Matthew Wade Hays lives in temporary housing in Spokane. He suffers from schizophrenia, and without steady assistance on his medication, he isn't sure he'd be able to keep his apartment.
"Theoretically it's fine," Hays says of the grant from CSH. "But if the money isn't stable, if it's not secure, then I don't know."
Hays guesses he knows plenty of homeless people who can't keep their housing because they can't get other social services, but adds that "Homeless people are kind of a statistical anomaly. It's really hard to know what they're doing, 'cause once [they're] in the system they're going everywhere."
Hays explains that he goes through Native Health to see a doctor, Spokane Mental Health for psychiatry and CHAS community clinic to get his prescriptions filled. "They like it if you go to a lot of different places," he says. "It taxes the system less."
Hays, who's college-educated, fell through the proverbial cracks after returning to Spokane from the West Side.
"I was born in the Spokane Valley, but I lived in the Puget Sound area for eight years and graduated from Evergreen State College. I only had a cat, so I gave that to my neighbors and borrowed $10 for gas."
Since he arrived in Spokane last September, Hays has spent a few nights on the streets. But after he stepped on a nail and ended up in Sacred Heart Medical Center, his only support system has been community programs that can assist him with housing and mental health services. "I have temporary housing through Supportive Living and am on the waiting list for the Housing Authority," Hays explains. "I don't need substance abuse counseling -- I dodged that bullet. But I stayed in Sacred Heart for two weeks while they got my meds [for schizophrenia] figured out."
But hospitals aren't the best -- or the most cost-effective -- places for homeless people to wait for other services to kick in.
Lipinski, with the Spokane Housing Authority, explains that when the study is finished in August 2005, the city, county and multiple nonprofit and charitable organizations will have practical solutions for integrating money and social services with supportive housing.
"I'm hoping it brings more resources," says Peeler. "I'm hoping we get our system organized."
Lipinski says that the CSH's grant to Spokane and Seattle will be an example for the rest of the state.
"It's part of a statewide steering committee that the city, county and Housing Authority sits on," she explains. "What we're doing in Spokane will be able to be used in other areas."
But other areas may not have the funding to couple social services with supportive housing. A bill introduced in the Legislature providing state funding for a network between housing and supportive services for homeless families was practically killed; it won't be heard again until next year, if at all. The bill, 2SHB2818, passed the House and was referred to the Ways and Means Committee, where it failed after a March 1 deadline.
Hopefully the Corporation for Supportive Housing grant will help Spokane homeless agencies and organizations coordinate their services so that people like Hays can get the assistance they need.
Hays says he plans to leave Spokane within a year and move to Yakima.
"I have a liberal arts degree, with a focus in education and linguistics," Hays says smiling. "I want to teach grade school kids on the reservation."

DATA SECTION:
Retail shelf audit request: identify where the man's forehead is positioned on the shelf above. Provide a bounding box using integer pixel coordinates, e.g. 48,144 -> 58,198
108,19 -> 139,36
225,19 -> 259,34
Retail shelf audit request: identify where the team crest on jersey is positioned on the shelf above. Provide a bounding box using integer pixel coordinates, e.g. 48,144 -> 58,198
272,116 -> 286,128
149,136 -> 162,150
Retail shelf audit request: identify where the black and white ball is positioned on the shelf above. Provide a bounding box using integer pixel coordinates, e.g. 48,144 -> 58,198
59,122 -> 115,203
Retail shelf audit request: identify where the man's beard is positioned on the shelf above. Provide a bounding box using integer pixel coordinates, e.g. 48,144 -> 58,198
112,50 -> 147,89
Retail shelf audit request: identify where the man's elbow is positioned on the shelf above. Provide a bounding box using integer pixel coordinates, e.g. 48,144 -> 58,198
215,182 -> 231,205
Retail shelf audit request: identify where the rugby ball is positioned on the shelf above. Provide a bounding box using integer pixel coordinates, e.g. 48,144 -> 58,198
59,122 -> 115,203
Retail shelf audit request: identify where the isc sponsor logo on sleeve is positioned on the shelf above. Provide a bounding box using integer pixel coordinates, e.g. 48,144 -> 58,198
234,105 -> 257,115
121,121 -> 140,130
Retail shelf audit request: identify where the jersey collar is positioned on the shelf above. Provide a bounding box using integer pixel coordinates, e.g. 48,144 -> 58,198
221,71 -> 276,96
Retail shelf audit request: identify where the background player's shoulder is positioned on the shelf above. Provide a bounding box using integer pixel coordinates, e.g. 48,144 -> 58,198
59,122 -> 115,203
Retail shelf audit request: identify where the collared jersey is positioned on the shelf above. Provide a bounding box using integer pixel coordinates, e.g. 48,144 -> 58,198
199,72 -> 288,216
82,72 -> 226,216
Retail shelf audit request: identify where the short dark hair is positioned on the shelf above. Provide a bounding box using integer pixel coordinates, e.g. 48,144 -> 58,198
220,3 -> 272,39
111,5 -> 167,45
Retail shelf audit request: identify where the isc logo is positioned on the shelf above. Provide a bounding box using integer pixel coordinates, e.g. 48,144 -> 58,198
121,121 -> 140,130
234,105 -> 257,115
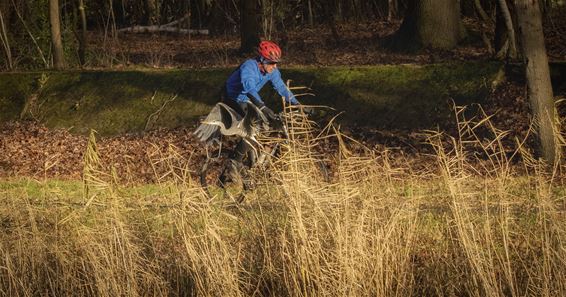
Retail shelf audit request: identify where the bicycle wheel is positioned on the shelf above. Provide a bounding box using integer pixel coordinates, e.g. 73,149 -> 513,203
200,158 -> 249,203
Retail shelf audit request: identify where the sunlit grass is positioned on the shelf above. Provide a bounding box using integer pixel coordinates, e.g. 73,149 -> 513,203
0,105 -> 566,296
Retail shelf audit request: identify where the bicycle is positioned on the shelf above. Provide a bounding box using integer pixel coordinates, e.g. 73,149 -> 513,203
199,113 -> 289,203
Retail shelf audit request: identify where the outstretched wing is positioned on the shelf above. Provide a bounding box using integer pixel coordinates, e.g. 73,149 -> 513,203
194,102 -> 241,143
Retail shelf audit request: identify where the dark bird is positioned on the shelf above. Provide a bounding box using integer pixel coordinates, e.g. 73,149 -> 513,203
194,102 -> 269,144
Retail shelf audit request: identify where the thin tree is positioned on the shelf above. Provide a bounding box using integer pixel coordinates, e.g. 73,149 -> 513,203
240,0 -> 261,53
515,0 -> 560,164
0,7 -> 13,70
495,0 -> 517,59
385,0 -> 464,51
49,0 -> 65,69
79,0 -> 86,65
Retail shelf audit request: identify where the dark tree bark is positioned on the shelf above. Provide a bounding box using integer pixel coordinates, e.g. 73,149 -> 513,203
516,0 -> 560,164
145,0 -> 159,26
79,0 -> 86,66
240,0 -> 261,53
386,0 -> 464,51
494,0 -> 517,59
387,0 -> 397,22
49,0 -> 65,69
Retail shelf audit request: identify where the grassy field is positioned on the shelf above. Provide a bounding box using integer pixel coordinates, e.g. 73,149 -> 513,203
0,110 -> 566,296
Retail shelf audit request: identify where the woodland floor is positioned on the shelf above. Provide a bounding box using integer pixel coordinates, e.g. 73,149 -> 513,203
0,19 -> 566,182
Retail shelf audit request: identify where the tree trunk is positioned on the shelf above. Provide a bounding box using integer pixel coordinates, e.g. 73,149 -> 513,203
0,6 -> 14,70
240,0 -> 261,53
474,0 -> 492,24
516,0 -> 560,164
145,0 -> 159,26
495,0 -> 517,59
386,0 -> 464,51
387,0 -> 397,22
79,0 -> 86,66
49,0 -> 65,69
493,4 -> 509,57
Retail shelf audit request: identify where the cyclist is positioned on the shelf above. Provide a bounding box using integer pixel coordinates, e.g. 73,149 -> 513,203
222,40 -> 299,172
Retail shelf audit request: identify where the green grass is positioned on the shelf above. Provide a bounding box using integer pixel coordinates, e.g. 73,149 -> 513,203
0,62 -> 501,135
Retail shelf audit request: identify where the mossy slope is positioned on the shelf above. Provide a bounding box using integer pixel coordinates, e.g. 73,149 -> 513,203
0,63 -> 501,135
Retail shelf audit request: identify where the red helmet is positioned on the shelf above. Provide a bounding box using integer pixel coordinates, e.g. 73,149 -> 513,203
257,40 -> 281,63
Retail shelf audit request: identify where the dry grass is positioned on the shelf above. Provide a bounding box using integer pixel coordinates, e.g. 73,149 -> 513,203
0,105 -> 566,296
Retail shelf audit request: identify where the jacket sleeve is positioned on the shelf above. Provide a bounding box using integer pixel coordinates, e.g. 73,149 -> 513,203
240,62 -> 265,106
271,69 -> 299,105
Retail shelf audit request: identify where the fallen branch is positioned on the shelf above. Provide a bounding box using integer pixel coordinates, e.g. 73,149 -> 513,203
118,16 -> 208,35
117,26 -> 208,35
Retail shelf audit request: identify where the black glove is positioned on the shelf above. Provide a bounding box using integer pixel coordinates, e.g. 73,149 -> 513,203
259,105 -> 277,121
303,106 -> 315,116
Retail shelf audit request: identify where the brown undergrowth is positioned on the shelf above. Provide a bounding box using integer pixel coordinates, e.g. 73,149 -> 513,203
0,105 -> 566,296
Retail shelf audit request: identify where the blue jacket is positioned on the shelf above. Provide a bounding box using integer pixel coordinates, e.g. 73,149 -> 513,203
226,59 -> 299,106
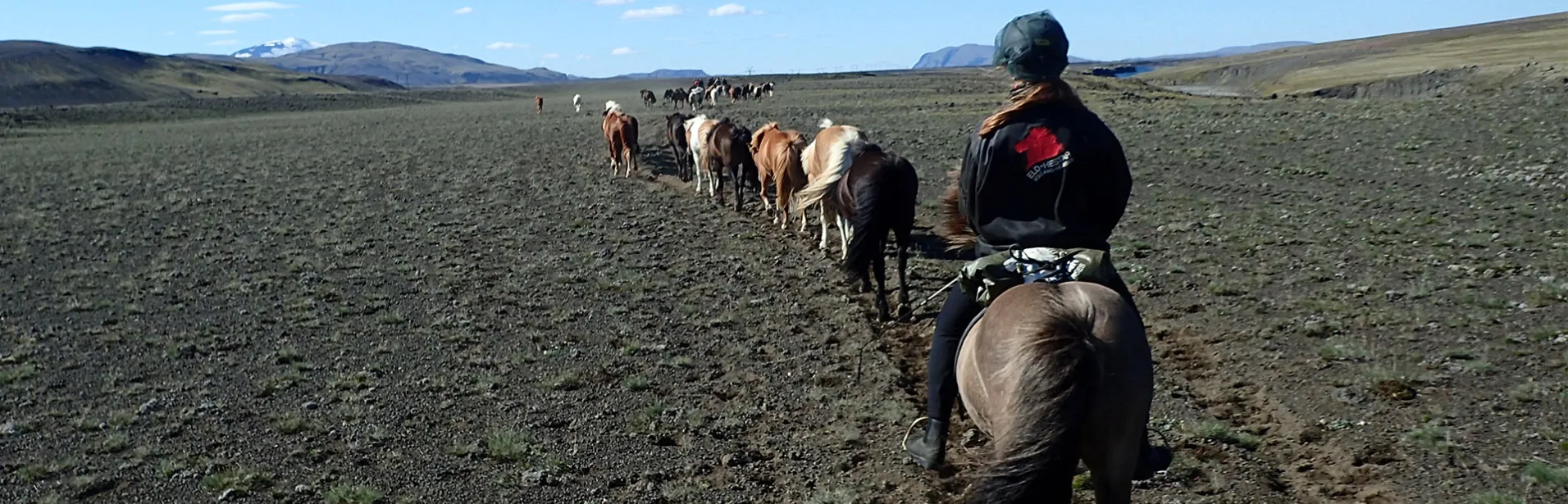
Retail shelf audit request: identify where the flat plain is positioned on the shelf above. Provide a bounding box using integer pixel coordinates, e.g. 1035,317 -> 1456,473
---
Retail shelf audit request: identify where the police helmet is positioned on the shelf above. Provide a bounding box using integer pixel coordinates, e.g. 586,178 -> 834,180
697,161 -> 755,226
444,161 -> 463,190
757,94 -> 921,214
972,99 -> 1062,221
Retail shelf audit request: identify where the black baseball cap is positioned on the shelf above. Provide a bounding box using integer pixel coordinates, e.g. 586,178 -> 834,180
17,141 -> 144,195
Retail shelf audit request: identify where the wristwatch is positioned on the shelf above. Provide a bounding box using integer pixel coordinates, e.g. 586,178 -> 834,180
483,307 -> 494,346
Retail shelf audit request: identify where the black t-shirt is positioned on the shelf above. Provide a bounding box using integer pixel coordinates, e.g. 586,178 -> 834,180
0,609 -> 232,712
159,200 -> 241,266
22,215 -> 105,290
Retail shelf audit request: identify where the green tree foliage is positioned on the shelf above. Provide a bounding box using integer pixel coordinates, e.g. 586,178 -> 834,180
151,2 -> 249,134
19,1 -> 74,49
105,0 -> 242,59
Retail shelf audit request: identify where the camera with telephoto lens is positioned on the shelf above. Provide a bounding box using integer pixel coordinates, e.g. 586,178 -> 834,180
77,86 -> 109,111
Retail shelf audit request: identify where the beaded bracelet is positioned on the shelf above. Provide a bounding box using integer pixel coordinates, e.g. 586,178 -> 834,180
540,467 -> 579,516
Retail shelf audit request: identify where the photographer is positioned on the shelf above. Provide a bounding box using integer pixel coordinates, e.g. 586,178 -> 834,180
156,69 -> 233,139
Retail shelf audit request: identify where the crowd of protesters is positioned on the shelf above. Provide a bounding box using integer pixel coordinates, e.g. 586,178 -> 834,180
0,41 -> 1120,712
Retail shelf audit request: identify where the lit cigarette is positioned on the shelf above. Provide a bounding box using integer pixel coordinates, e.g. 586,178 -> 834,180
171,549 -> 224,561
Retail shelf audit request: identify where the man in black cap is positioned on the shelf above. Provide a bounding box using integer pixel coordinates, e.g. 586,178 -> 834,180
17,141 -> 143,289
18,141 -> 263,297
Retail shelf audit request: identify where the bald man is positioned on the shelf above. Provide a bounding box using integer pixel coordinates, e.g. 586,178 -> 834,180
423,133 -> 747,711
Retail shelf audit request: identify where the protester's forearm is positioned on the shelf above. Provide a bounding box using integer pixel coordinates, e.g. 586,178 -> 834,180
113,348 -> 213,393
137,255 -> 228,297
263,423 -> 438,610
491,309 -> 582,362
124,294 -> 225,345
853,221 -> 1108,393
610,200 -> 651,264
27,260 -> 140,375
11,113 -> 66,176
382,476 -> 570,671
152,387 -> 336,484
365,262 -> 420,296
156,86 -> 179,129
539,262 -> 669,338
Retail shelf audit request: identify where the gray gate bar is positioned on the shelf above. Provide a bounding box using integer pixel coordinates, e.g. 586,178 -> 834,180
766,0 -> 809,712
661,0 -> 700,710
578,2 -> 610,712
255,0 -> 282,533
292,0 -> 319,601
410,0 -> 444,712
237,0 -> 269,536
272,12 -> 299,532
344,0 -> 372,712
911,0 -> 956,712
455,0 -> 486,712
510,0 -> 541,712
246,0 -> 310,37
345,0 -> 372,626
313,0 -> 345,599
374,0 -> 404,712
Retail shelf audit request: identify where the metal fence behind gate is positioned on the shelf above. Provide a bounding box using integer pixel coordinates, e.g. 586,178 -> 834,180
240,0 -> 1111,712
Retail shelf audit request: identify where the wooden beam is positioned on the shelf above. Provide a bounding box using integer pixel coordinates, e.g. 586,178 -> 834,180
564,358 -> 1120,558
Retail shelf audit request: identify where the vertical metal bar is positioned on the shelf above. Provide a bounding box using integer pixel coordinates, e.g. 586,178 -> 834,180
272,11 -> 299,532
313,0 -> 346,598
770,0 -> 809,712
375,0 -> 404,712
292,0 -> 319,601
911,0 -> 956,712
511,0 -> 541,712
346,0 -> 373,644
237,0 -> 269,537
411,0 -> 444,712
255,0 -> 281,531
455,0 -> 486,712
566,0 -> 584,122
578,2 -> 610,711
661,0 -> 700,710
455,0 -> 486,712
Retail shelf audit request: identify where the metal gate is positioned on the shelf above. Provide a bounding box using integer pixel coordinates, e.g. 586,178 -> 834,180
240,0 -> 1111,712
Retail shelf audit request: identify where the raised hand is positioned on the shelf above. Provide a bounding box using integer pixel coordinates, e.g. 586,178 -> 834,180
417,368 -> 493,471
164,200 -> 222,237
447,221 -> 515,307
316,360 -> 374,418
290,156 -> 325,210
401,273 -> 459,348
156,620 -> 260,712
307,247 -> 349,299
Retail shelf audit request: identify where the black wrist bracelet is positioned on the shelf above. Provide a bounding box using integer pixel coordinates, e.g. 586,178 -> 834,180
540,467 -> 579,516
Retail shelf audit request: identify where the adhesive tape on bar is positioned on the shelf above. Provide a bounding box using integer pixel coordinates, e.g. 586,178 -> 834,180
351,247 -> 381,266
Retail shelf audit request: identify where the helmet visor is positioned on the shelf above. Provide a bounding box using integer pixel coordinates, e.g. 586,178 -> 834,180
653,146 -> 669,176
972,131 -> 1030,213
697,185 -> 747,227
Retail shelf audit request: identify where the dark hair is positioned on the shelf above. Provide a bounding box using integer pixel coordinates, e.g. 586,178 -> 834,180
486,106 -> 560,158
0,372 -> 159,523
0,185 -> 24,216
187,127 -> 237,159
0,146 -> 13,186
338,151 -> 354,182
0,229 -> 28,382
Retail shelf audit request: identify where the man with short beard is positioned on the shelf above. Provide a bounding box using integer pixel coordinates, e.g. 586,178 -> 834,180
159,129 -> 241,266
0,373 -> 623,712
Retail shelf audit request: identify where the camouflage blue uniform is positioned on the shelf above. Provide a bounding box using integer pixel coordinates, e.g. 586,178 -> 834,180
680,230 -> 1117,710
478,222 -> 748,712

EXERCISE: Copy the passage of the article on homeless services in Spokane from "Hopefully the Corporation" up to and including "assistance they need.", replacing "coordinate" with "align".

OUTPUT OF THE TASK:
Hopefully the Corporation for Supportive Housing grant will help Spokane homeless agencies and organizations align their services so that people like Hays can get the assistance they need.